:: Task requirements ::
Could you please reproduce the entries exactly, leaving out any pictures?

:: Recorded information ::
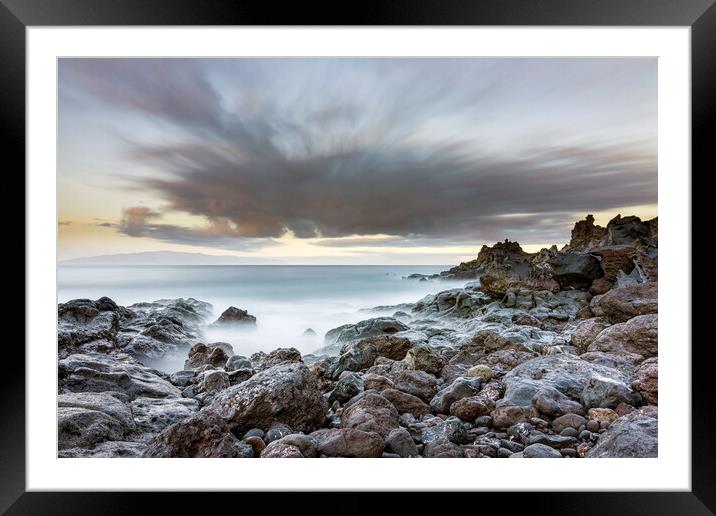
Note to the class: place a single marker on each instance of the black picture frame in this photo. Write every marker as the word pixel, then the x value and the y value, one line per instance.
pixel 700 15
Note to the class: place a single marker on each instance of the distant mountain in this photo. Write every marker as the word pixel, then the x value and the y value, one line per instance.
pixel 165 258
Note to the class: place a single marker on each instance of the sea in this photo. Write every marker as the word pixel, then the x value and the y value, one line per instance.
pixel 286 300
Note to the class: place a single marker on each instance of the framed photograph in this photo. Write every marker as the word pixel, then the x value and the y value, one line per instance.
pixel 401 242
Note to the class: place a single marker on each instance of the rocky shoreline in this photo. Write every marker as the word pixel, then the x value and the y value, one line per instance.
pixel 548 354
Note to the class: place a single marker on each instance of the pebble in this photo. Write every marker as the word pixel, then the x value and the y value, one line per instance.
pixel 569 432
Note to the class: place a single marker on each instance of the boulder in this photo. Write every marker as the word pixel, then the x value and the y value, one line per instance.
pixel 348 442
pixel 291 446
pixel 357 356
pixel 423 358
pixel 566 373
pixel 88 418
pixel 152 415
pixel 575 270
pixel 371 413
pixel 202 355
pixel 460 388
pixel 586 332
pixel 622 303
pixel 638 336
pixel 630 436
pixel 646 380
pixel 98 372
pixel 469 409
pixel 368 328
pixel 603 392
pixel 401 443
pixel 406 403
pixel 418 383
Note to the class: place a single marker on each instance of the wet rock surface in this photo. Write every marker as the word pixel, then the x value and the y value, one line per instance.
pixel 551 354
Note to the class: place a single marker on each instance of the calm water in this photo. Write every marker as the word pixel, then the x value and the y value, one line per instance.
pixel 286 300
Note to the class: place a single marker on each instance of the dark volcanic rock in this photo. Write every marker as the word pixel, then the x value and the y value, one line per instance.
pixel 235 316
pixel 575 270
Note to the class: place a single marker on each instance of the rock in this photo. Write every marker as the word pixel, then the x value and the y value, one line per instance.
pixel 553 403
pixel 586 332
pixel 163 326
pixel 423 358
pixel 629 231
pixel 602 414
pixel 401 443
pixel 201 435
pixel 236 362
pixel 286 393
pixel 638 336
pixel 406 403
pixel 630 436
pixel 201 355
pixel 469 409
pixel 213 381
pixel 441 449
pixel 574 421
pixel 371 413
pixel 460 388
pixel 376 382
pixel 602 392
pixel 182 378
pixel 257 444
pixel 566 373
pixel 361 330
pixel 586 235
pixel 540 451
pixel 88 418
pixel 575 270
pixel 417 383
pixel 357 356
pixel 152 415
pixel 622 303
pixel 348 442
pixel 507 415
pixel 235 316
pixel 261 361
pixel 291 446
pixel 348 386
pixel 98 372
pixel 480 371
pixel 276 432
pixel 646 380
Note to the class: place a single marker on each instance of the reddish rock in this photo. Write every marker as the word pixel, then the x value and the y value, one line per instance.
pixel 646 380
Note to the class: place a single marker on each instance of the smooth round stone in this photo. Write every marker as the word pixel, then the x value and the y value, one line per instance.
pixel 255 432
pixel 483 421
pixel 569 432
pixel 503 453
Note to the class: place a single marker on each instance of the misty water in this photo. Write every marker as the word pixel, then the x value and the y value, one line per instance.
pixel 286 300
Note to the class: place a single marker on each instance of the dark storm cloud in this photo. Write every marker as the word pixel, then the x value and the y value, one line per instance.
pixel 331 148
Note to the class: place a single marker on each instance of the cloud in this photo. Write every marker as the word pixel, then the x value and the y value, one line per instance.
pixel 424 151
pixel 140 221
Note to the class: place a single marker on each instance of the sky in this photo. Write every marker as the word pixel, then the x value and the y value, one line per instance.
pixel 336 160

:: Written answer ::
Note to the class: place a single marker on each instance of the black picture frame in this photo. Write every marker as the word pixel, then the x value and the y value, one line per instance.
pixel 700 15
Note to the class: place a single marker on each instance of the distant mountain in this photo. Write every marker as the word pixel, then the x value and the y value, one line per instance.
pixel 165 258
Note to the class: place a single marker on each instance of the sea in this photo. Write every marker as the word pixel, then the x value and the y value, one line per instance.
pixel 286 300
Note to the class: place a single marker on each instance of the framed photograph in this photo. Write every marker as the word pixel, then the x value and the y value, one line per instance.
pixel 401 242
Note to the class: place a single marker on each instance of the rocky shoreline in this photo. Write every marker as the word pixel, then the x value and the y value, one line per instance.
pixel 548 354
Note to the class: place a single marker on each instance of the pebble in this photo. Write every marker as the word pixel, then the x value and the y value, one line per instance.
pixel 569 432
Note to the class: place a single marker on each instance of the boulder in this photo. Write every marker as the word pixel, then the x value and the y value, one line per instance.
pixel 348 442
pixel 291 446
pixel 357 356
pixel 423 358
pixel 566 373
pixel 88 418
pixel 152 415
pixel 575 270
pixel 371 413
pixel 202 355
pixel 460 388
pixel 586 332
pixel 622 303
pixel 638 336
pixel 630 436
pixel 646 380
pixel 98 372
pixel 469 409
pixel 368 328
pixel 603 392
pixel 401 443
pixel 406 403
pixel 418 383
Note to the class: place a single marker on each instance of the wet rock surface in this photo. Write every marker as the word pixel, then the x value and the y value, one line per instance.
pixel 551 354
Note to the class: place a single marker on each instance of the calm water in this photo. Write every marker as the word pixel, then the x value and the y value, one line per instance.
pixel 286 300
Note to the class: place a single marker on each instance of the dark volcanic rock in this photo. Write every marker as the word pixel, then the x value and the y value, one line per instance.
pixel 235 316
pixel 575 270
Note to the class: place a single marker on each instance of the rock in this photo. Write every marker as the word pixel, then the x value and the y value, one line per instance.
pixel 553 403
pixel 586 332
pixel 163 326
pixel 423 358
pixel 629 231
pixel 602 414
pixel 401 443
pixel 201 435
pixel 236 362
pixel 286 393
pixel 638 336
pixel 406 403
pixel 630 436
pixel 201 355
pixel 469 409
pixel 213 381
pixel 441 449
pixel 574 421
pixel 371 413
pixel 460 388
pixel 376 382
pixel 602 392
pixel 182 378
pixel 257 444
pixel 566 373
pixel 361 330
pixel 586 235
pixel 540 451
pixel 88 418
pixel 575 270
pixel 417 383
pixel 357 356
pixel 152 415
pixel 622 303
pixel 348 442
pixel 507 415
pixel 235 316
pixel 261 361
pixel 291 446
pixel 348 386
pixel 98 372
pixel 480 371
pixel 276 432
pixel 646 380
Note to the class: place a single marker on each instance of the reddish rock in this photo. Write every marker as the word pixel, then the x value and the y value, one line per instance.
pixel 646 380
Note to the class: place a single marker on each instance of the smooth round stone in this photo. Write every marker as the word pixel, then the x value and the y value, one line per instance.
pixel 255 432
pixel 483 421
pixel 569 432
pixel 503 453
Note to the class: place a single marker on each instance of the misty water in this photo. Write every marker as the word pixel, then the x value and the y value, one line per instance.
pixel 286 300
Note to the class: place a single marker on each instance of the dark storm cloud in this photo. Write every marker as the word pixel, then the x value and the y value, one line per instance.
pixel 331 148
Note to the class: place a single marker on each instance of the cloud in this photo. Write every marker as the word pixel, then the x value and the y value, one line per instance.
pixel 424 151
pixel 140 221
Note to the class: place a single marker on each instance of the sky in this photo. Write every marker as the word pixel, then the x value and the y value, one line per instance.
pixel 336 160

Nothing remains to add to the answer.